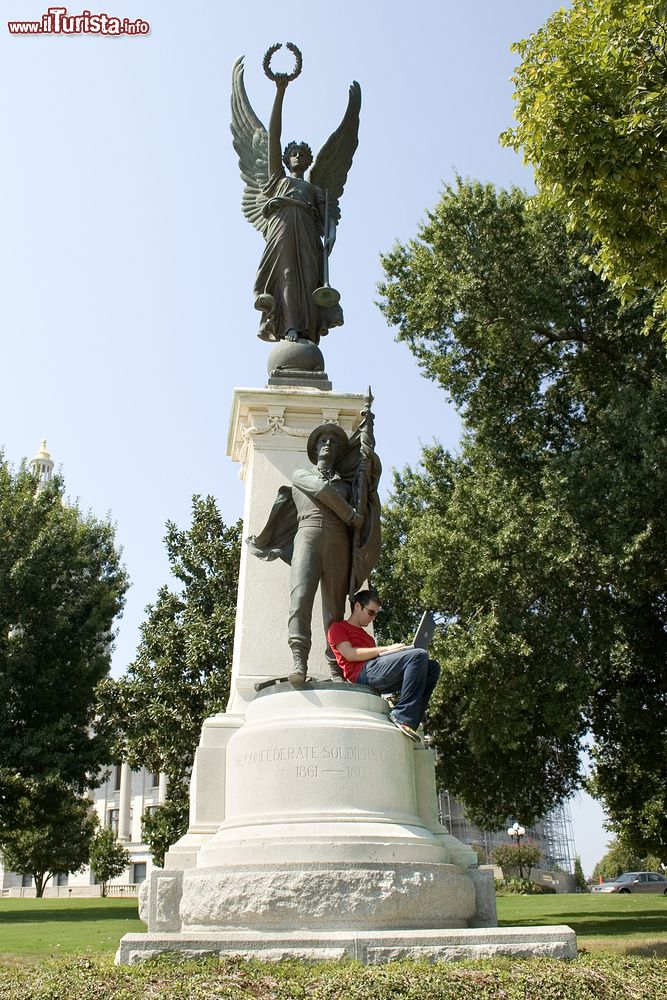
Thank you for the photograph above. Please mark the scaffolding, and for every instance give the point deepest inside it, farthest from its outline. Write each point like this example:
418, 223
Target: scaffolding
554, 834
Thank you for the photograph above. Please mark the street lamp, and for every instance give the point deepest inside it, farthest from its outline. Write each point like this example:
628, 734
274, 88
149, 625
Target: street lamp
516, 831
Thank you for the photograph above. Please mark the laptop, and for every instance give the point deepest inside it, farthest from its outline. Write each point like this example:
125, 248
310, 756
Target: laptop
425, 631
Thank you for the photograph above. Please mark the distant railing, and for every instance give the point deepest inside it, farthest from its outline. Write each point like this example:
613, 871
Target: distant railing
128, 889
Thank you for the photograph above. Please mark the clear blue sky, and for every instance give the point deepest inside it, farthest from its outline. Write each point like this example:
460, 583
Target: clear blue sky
127, 266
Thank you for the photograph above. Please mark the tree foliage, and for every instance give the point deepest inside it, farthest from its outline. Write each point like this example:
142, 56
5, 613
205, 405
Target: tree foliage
164, 825
542, 542
580, 882
516, 858
61, 586
108, 857
592, 119
49, 831
182, 670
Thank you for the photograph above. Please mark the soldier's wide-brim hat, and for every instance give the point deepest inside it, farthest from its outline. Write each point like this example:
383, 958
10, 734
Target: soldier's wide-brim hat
315, 435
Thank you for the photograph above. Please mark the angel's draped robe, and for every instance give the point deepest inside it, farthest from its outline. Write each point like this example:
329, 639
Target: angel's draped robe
292, 264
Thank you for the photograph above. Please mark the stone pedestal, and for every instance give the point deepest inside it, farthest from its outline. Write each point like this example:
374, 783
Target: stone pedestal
268, 431
313, 820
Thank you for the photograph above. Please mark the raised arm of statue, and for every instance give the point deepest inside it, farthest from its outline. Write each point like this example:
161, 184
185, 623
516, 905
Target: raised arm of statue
276, 127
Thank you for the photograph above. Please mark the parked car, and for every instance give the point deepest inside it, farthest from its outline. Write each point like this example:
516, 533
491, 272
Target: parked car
635, 882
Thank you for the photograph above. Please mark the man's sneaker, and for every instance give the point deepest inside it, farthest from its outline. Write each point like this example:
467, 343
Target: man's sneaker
407, 730
298, 675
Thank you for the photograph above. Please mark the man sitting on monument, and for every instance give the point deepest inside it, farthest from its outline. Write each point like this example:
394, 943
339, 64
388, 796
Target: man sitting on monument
384, 668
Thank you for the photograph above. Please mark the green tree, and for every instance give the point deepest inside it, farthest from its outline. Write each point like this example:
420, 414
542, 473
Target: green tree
579, 878
516, 858
50, 830
542, 543
61, 587
590, 106
182, 670
108, 857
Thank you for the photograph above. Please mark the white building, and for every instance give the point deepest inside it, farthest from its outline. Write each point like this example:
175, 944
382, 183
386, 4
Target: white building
119, 802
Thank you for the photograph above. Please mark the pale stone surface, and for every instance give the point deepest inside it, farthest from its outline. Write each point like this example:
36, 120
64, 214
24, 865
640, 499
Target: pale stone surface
485, 898
369, 947
319, 775
144, 900
366, 897
169, 889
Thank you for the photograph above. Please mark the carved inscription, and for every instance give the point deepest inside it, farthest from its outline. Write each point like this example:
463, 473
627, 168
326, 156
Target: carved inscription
314, 761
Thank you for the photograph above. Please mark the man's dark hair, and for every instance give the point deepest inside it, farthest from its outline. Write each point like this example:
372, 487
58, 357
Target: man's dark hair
364, 596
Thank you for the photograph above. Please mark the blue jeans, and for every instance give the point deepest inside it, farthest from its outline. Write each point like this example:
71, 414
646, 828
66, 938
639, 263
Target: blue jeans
413, 672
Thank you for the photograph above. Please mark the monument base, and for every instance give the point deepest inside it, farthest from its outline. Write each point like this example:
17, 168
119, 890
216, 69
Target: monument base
368, 947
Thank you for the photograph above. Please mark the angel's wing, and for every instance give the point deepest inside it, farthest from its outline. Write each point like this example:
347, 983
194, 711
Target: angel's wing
250, 140
335, 158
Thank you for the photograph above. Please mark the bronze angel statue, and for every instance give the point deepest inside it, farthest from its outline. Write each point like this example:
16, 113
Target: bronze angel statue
296, 217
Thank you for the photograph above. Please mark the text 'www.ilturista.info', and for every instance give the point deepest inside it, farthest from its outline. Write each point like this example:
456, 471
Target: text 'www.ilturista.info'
56, 21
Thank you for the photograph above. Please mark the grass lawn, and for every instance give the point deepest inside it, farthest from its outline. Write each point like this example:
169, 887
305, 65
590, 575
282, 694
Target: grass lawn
62, 949
65, 926
627, 925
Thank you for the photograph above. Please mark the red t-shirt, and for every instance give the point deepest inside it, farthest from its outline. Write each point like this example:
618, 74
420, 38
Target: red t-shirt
358, 638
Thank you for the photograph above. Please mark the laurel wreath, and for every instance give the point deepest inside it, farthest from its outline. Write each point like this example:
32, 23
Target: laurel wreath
282, 76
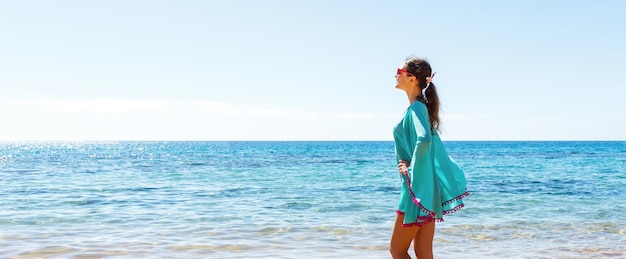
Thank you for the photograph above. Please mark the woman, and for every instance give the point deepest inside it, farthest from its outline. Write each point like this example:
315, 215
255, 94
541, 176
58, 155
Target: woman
432, 183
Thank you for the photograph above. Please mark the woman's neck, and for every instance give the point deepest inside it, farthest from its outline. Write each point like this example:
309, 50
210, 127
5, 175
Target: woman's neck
414, 95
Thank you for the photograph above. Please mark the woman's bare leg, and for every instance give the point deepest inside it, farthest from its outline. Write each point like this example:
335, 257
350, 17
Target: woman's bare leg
423, 242
401, 238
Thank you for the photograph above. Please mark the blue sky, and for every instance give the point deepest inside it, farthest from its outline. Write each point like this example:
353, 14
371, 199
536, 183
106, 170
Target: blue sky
308, 70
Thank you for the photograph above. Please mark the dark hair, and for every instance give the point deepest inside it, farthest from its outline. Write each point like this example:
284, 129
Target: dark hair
420, 68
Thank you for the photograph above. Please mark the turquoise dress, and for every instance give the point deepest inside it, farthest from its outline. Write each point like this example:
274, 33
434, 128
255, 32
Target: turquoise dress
435, 184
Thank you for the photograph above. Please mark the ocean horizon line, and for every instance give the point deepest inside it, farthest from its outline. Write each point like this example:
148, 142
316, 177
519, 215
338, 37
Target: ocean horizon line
263, 140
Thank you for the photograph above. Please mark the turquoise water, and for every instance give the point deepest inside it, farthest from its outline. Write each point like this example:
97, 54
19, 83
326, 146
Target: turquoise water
301, 200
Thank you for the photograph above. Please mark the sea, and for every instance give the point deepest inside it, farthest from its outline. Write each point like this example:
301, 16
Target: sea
292, 199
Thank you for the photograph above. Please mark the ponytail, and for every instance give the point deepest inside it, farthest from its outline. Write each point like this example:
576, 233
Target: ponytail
432, 103
420, 68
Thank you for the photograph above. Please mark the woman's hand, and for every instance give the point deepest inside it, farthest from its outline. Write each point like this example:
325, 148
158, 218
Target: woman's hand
403, 167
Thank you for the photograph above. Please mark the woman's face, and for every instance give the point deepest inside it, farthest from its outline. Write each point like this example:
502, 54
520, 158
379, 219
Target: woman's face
404, 79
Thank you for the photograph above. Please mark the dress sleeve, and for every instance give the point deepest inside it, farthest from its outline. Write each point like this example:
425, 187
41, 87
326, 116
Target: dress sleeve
419, 135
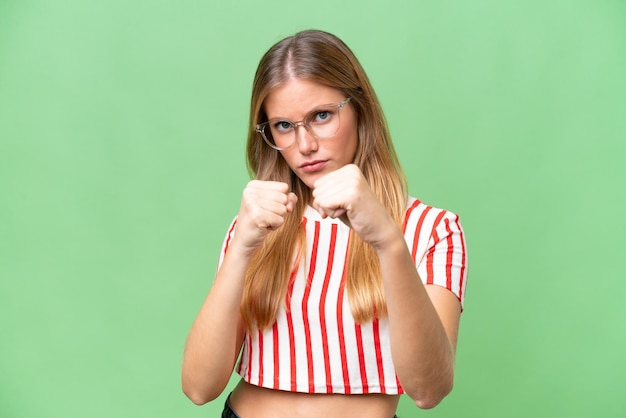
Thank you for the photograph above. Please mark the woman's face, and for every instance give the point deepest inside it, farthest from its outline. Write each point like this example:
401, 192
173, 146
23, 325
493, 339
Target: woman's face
310, 158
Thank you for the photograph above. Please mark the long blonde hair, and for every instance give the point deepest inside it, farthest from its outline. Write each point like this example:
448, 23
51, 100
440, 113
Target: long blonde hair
323, 58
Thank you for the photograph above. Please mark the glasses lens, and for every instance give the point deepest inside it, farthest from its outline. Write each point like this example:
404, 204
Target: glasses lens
323, 123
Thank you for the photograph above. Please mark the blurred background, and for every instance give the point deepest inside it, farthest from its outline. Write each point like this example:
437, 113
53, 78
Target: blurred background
122, 129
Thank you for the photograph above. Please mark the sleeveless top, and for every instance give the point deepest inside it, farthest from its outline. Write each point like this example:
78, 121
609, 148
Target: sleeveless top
315, 346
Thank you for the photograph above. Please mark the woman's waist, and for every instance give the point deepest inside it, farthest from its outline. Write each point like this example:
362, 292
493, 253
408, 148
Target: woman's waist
250, 401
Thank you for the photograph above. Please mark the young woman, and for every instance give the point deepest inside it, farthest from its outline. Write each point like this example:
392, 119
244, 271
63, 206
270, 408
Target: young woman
336, 290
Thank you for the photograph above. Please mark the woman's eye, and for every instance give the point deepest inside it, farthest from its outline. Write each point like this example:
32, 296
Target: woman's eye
282, 126
322, 116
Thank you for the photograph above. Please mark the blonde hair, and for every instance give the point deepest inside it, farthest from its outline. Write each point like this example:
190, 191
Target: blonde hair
323, 58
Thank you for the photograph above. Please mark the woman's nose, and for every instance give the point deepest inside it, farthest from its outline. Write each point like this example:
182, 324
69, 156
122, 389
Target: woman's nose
306, 142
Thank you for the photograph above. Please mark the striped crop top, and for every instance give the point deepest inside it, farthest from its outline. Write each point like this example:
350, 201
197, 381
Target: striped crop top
315, 346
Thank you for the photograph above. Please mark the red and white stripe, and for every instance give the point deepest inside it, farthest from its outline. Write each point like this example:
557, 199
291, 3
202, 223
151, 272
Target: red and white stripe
315, 346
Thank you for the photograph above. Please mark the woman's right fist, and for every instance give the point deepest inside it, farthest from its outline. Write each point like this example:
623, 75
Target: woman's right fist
264, 205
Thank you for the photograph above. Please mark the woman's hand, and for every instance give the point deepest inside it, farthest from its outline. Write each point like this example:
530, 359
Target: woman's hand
345, 194
264, 205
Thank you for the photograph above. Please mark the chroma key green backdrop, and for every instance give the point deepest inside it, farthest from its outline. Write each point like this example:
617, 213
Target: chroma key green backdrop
122, 127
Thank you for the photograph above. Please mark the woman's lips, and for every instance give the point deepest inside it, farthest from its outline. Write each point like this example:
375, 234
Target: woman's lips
313, 166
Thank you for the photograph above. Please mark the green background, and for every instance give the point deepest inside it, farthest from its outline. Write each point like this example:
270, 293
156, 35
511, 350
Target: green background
122, 127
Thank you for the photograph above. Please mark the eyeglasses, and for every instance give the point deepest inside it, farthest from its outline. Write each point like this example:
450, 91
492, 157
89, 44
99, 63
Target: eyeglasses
322, 123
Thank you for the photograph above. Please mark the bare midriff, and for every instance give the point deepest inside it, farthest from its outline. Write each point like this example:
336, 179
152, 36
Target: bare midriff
250, 401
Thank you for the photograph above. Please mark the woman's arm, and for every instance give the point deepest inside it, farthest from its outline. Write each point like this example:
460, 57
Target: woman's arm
423, 320
216, 336
423, 326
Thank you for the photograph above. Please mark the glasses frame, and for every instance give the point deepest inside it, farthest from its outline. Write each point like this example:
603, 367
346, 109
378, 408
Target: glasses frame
260, 128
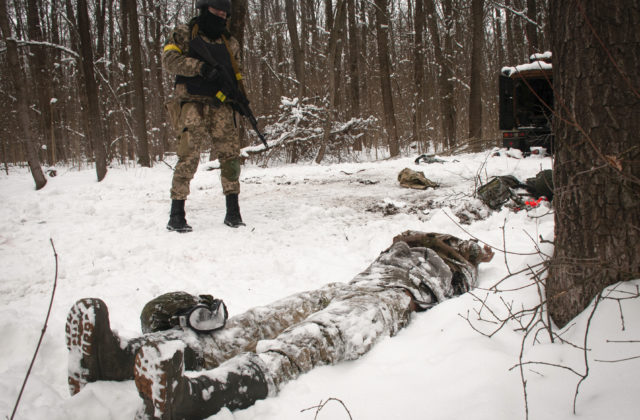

• _Objetivo_
Indica cuántas líneas del listado anterior contienen la palabra "pedestal". Responde solo con el número.

• _Respuesta escrita_
2